## Stated problem:
Recast everything from the start of the listing below down through the line containing "[0,0,800,85]" as a JSON list of strings, one string per line, and omit any blank lines.

# # #

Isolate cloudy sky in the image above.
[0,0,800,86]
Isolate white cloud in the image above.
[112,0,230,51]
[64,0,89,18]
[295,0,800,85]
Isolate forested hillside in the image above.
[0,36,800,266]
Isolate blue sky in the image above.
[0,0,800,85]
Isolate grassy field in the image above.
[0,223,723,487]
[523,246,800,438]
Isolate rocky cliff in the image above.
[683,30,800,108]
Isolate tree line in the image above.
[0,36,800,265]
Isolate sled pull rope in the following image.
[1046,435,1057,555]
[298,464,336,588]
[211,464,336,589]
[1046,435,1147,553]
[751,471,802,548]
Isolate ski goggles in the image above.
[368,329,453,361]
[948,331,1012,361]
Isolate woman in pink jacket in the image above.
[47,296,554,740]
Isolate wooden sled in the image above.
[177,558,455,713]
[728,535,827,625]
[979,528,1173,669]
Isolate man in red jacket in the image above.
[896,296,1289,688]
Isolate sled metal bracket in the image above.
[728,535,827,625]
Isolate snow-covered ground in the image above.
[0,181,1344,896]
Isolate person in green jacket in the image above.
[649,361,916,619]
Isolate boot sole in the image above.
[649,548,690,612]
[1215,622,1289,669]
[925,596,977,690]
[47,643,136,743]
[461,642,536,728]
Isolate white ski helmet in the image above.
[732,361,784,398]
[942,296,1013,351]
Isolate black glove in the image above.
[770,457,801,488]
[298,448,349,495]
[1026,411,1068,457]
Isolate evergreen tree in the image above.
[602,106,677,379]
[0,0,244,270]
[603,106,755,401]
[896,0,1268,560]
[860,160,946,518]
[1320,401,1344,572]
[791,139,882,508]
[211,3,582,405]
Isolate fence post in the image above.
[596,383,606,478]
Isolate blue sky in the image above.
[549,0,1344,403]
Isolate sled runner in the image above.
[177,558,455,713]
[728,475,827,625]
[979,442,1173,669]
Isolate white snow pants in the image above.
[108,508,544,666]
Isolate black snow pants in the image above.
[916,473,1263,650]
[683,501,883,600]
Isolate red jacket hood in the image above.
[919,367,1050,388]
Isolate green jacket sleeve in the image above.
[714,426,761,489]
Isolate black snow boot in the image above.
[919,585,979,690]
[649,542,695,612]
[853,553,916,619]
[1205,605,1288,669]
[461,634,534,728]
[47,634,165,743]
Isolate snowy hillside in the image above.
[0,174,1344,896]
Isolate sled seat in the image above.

# # #

## Task answer:
[
  "Isolate cloudy sky in the image above.",
  "[0,0,800,86]",
  "Isolate white cloud in the image above.",
  "[112,0,230,51]",
  "[64,0,89,18]",
  "[295,0,800,85]",
  "Isolate forested hillside in the image above.",
  "[0,36,800,266]",
  "Isolate blue sky in the image above.",
  "[0,0,800,85]"
]